▸ How to complete this task
Please find every line of the listing below where "blue" occurs and copy it.

"""

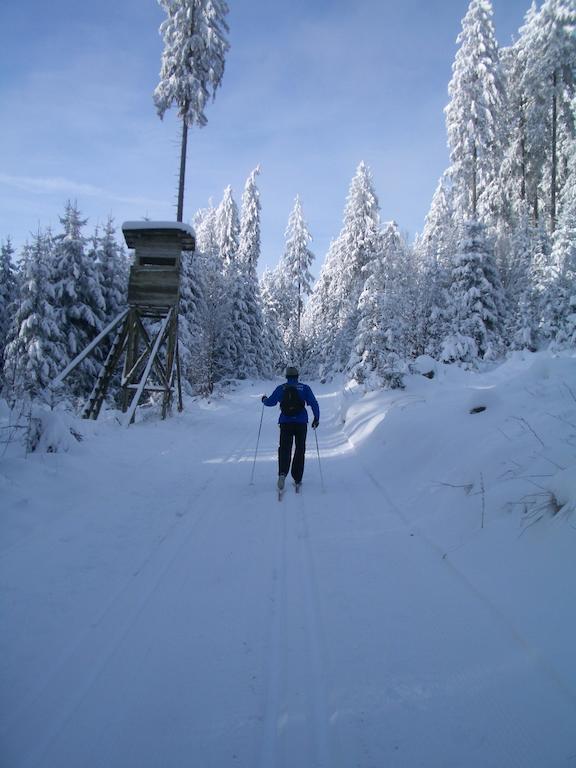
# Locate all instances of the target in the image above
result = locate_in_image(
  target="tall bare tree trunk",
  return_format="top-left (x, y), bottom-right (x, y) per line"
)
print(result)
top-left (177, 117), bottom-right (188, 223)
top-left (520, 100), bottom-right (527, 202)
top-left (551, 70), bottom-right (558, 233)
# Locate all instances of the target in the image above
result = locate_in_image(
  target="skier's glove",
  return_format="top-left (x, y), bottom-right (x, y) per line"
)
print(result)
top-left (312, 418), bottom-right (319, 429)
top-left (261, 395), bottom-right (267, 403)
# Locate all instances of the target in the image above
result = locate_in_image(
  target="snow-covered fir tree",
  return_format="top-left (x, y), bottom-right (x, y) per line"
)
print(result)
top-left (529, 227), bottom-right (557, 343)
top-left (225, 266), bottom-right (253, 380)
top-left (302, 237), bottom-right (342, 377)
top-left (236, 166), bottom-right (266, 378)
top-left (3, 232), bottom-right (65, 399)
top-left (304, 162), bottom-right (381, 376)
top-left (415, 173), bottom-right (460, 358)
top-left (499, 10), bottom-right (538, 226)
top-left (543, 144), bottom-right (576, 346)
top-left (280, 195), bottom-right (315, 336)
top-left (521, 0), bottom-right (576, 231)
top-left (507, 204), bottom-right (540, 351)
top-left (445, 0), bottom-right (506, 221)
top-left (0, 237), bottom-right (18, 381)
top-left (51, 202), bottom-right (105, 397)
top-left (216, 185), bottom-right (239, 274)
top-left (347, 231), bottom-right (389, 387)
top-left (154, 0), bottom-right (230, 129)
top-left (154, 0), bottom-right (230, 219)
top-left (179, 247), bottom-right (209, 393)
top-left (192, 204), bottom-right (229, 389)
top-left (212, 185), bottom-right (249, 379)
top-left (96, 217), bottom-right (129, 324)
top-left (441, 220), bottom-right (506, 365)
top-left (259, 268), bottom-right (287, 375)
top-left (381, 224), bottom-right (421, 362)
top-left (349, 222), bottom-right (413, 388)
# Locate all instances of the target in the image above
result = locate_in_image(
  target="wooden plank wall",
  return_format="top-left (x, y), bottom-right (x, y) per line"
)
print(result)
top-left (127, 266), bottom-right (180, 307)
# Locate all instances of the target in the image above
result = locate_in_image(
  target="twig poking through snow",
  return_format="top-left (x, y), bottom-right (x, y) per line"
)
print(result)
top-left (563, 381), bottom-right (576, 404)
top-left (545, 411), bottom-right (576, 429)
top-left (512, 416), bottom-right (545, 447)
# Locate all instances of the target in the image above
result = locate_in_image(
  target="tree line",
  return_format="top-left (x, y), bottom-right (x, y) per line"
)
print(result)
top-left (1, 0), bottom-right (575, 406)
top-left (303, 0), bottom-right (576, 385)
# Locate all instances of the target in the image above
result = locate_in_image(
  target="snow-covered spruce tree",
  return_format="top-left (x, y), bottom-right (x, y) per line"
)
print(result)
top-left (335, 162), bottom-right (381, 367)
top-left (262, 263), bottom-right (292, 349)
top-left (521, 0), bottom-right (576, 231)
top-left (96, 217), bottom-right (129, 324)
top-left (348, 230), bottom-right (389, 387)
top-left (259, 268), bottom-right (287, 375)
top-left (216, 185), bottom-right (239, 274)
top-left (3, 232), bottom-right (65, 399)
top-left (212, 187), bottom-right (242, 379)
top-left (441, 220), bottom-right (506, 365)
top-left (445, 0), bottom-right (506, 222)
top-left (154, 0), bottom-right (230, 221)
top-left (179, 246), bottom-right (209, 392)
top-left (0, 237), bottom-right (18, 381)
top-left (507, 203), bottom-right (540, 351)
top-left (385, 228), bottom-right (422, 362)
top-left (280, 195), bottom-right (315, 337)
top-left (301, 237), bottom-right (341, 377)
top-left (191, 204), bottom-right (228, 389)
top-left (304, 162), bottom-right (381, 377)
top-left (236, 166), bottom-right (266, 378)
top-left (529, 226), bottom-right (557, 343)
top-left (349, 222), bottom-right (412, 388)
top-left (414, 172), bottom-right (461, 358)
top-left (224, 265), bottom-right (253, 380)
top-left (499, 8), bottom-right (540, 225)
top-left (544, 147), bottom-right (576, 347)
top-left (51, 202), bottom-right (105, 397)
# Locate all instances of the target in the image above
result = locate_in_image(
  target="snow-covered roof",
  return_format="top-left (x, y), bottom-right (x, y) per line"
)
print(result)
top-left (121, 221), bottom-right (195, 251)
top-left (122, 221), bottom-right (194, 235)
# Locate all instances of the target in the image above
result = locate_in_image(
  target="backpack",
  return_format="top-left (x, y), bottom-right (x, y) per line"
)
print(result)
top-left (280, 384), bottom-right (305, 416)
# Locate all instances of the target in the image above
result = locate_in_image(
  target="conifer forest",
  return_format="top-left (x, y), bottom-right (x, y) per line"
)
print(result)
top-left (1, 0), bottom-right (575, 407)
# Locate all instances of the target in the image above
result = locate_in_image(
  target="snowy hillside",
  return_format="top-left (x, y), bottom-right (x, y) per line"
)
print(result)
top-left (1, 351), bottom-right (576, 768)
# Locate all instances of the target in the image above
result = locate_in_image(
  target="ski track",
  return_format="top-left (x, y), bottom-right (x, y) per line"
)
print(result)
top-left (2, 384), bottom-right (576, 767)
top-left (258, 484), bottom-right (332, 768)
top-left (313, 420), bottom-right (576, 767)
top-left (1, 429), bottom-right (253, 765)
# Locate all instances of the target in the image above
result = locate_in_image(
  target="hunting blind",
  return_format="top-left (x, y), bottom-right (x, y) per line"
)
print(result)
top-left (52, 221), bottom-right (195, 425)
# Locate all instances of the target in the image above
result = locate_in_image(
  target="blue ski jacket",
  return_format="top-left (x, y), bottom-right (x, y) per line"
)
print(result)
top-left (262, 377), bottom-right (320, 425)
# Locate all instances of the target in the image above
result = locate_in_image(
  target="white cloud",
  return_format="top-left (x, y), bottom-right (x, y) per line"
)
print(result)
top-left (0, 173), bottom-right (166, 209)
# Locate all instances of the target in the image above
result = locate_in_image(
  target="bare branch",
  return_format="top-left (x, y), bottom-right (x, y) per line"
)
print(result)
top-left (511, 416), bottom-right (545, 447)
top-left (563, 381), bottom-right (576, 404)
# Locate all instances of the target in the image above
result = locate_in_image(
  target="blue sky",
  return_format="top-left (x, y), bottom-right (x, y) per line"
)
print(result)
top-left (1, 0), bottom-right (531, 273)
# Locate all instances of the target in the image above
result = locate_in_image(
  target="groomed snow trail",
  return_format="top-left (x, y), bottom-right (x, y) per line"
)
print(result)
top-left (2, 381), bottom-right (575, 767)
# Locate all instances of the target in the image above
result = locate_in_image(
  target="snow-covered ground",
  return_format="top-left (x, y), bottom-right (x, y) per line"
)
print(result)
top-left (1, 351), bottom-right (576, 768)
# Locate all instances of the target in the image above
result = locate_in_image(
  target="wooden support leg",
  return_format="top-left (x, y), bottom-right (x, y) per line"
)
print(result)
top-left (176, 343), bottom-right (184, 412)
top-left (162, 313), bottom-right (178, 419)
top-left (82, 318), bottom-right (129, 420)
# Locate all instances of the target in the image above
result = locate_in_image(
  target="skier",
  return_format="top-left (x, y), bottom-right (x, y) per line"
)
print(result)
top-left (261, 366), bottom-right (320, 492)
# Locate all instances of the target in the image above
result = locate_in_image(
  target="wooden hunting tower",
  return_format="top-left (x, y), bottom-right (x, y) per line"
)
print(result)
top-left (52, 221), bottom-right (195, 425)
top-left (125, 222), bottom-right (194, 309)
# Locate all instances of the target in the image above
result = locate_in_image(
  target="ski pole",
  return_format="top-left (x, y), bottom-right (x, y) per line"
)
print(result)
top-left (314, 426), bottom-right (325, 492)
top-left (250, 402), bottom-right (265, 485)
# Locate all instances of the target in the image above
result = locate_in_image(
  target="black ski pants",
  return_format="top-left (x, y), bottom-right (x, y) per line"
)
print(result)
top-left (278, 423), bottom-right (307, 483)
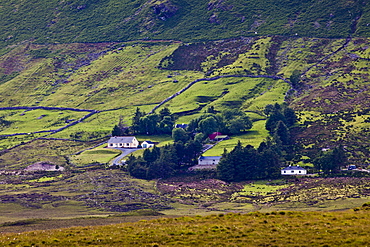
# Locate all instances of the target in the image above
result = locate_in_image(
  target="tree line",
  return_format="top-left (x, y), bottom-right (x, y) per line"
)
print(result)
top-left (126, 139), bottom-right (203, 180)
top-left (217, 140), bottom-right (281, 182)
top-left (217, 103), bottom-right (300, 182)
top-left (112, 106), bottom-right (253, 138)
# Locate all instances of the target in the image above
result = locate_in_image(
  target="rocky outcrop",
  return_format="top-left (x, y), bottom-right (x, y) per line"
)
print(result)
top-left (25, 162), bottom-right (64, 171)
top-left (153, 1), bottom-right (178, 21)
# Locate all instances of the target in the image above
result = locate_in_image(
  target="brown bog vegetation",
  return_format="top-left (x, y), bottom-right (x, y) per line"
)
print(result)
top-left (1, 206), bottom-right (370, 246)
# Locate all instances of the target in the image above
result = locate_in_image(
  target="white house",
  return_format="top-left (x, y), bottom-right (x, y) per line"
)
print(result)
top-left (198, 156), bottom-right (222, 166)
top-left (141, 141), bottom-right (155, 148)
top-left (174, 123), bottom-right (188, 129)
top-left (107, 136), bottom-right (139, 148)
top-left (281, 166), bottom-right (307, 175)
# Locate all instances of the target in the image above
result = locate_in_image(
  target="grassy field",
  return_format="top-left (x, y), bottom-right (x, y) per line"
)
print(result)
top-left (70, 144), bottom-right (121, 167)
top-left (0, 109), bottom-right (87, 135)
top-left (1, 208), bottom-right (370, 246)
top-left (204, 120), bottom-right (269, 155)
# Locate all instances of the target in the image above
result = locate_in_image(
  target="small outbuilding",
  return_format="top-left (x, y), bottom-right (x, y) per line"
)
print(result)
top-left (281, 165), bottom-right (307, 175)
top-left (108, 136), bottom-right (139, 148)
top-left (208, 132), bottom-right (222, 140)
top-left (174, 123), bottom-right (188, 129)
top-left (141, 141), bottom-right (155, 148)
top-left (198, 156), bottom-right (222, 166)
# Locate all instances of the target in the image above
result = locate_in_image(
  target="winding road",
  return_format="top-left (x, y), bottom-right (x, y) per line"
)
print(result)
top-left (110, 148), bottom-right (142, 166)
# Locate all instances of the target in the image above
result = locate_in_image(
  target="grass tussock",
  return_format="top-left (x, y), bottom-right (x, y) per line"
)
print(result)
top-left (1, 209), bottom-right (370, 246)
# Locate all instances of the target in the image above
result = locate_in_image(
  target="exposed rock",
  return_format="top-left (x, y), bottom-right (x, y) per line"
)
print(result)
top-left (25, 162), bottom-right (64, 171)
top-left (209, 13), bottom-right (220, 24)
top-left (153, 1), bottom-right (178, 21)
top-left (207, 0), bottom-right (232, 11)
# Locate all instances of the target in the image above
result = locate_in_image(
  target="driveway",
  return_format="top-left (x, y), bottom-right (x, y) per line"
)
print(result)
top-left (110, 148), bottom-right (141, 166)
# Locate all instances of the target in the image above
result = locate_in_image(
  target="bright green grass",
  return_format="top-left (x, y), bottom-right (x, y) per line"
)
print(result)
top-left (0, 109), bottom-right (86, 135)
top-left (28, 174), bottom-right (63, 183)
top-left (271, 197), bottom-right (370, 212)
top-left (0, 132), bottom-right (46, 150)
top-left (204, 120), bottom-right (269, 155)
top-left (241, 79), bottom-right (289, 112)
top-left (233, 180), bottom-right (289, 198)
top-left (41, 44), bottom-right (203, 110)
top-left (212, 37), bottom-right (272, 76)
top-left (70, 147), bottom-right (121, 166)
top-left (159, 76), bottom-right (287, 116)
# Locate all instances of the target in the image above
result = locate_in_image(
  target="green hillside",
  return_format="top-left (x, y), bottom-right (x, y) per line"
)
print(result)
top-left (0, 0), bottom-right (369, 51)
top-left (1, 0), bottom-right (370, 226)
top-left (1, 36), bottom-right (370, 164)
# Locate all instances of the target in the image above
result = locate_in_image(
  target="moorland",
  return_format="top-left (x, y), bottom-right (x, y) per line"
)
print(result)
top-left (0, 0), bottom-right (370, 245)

"""

▸ Your solution
  target="blue ski jacket",
  target="blue sky",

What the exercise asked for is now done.